• TASKS TO CARRY OUT
1. According to the Mega Maldives article, which destinations did the airline serve with seasonal services?
2. Retype the entries from the line with "the tree and" up to and including the line with "[[143, 357]]".

MEGA Maldives Airlines
| IATA | ICAO | Call sign |
| LV | MEG | SANDBAR |
- Founded: 23 October 2010; 15 years ago
- Commenced operations: 23 December 2010; 15 years ago
- Ceased operations: 2 May 2017; 8 years ago
- Hubs: Velana International Airport
- Fleet size: 6
- Destinations: 30
- Parent company: Mega Global Air Services (Maldives) Private Limited
- Headquarters: Malé, Maldives
- Key people: George Weinmann (CEO)
- Employees: 400 (2016)
- Website: megamaldivesair.com

= Mega Maldives =

Maldivian airline (2010–2017)

MEGA Maldives Airlines was a Maldivian airline based at Ibrahim Nasir International Airport. It suspended all operations on 2 May 2017.

==History==
Mega Maldives was awarded an AOC on 22 December 2010, and its first domestic flight was from Malé to Gan on 28 December 2010. The airline began its international operations on 21 January 2011 between Hong Kong and Gan. The airline initially operated flights between Hong Kong and Gan once every 5 days. Later, the route was changed to Hong Kong and Malé, but continued the unique every 5 day pattern. The airline also began scheduled service from Malé to Shanghai on 16 July and to Beijing 22 July 2011.

Frequencies increased since 2011 and the airline operated 4 to 5 flights a week to each of Beijing, Shanghai, and Hong Kong depending on the season. The airline also served Chongqing, Chengdu, and Hangzhou, China, as well as Incheon (Seoul), Korea, with seasonal services. The route from Hong Kong to Koror, Palau started in mid-December 2013 with twice-weekly frequencies.

The airline also provided technical services to other airlines at Malé Ibrahim Nasser International Airport including AOG support. The airline could also provide ground handling supervision and permit management services to other foreign airlines as well. The corporate headquarters of MEGA Maldives Airlines was located in Malé.

In September 2016, MEGA Maldives announced it would cut 65 of its 400 staff as well as postponing planned new routes until further notice due to the severely decreased Chinese leisure market. In the same month, the airline introduced its first Boeing 737-800 on wet-lease from Travel Service. The aircraft is part of its fleet modernization program and will be used for increased connectivity between short and medium ranged destinations, notably opening up new destinations in India and Sri Lanka.

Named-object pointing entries
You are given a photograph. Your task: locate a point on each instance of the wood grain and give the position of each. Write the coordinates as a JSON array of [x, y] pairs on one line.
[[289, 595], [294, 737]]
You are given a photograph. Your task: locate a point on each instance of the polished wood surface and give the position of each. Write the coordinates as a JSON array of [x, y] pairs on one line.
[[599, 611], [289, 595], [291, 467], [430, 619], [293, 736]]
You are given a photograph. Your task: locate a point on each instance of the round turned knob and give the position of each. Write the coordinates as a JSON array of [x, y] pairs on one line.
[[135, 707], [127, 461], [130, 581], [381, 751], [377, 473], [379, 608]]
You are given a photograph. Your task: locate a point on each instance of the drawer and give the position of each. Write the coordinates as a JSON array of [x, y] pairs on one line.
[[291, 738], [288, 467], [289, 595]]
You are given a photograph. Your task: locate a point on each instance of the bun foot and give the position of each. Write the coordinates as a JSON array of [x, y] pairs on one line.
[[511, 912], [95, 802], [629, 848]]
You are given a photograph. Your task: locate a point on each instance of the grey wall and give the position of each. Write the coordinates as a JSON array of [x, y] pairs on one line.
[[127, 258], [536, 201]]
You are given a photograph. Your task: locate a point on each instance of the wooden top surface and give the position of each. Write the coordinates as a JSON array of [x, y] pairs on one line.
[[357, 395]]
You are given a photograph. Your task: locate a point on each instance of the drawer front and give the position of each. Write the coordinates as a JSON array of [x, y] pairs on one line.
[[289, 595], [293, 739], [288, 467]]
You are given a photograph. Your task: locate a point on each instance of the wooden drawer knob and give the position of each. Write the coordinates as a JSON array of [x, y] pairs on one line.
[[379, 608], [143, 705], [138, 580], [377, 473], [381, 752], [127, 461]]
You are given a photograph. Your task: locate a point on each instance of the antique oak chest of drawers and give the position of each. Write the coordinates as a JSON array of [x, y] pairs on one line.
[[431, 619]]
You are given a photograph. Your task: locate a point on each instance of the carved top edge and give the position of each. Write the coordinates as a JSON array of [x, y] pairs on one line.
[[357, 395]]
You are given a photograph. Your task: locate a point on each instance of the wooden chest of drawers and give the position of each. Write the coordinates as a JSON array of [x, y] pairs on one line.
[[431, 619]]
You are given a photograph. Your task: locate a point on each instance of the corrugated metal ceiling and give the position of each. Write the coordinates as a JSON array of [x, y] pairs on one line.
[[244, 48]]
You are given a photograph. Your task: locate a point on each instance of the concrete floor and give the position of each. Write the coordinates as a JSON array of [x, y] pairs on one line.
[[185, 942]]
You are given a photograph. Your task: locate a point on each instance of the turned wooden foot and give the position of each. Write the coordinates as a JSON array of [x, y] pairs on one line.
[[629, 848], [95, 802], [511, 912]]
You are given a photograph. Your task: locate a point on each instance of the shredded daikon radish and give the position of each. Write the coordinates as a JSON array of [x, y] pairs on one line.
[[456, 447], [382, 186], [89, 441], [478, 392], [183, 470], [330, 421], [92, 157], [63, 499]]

* * *

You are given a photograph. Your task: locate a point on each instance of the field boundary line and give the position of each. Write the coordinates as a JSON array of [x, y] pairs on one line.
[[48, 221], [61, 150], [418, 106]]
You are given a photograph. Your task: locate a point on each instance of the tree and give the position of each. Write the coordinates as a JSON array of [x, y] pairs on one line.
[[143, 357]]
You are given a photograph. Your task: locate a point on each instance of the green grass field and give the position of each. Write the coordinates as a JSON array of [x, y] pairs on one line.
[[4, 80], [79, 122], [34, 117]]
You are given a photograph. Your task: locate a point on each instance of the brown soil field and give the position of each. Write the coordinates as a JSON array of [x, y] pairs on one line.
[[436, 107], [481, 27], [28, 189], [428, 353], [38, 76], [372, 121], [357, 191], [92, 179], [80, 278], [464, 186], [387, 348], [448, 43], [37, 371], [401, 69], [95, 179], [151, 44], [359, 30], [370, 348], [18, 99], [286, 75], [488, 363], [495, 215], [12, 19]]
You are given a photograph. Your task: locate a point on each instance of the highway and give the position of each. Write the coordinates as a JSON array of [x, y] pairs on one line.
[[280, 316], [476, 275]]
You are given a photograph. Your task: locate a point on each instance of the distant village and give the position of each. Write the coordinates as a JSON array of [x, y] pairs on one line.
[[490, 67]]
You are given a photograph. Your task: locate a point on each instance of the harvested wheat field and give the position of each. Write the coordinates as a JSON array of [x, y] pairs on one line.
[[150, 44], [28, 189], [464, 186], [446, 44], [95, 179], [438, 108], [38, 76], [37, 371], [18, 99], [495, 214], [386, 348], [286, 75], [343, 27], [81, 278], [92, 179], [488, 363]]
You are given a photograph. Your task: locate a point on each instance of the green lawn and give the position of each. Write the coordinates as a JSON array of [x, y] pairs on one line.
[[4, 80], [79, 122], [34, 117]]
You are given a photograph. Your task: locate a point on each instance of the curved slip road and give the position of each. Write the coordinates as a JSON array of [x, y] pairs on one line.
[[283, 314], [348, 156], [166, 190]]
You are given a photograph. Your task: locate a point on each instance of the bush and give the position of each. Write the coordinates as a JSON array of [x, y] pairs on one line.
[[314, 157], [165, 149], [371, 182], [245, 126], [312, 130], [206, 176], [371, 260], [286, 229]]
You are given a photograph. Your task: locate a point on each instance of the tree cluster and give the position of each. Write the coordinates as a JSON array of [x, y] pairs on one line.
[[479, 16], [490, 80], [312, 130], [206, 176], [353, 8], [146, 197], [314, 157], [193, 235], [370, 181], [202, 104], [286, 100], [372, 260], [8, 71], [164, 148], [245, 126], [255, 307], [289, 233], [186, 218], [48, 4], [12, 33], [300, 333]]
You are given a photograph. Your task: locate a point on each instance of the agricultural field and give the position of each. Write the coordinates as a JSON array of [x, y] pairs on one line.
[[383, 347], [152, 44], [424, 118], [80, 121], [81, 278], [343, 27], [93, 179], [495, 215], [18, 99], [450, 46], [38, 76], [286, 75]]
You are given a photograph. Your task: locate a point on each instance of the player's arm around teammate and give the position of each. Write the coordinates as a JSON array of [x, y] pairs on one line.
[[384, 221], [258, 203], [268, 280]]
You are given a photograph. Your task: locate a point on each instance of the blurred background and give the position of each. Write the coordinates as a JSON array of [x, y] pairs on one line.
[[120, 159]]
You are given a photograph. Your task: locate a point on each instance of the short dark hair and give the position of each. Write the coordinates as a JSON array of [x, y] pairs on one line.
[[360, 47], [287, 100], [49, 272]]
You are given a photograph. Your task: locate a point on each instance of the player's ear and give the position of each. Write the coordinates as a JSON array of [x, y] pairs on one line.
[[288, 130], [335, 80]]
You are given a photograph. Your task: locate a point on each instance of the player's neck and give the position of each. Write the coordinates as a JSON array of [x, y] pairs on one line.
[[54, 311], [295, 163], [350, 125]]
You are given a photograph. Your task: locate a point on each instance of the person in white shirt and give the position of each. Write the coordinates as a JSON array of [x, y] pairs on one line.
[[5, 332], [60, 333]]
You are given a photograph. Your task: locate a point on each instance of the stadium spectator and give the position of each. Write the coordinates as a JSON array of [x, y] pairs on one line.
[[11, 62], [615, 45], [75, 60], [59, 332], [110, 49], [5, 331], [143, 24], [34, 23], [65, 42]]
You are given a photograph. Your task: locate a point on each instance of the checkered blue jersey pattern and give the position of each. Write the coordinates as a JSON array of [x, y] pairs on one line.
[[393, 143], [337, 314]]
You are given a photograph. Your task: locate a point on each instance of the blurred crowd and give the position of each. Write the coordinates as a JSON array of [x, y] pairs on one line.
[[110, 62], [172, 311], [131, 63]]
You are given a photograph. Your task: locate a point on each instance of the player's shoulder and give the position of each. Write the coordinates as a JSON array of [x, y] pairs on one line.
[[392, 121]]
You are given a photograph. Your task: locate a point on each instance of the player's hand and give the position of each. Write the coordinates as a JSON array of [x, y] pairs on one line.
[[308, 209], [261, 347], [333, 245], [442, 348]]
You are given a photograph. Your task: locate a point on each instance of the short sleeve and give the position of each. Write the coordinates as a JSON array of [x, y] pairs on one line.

• WORKED ANSWERS
1. Chongqing, Chengdu, Hangzhou, and Incheon (Seoul)

2.
You are given a photograph. Your task: locate a point on each instance of the tree and give the position of each. Write the coordinates as a JSON array of [x, y] pairs on one line.
[[143, 357]]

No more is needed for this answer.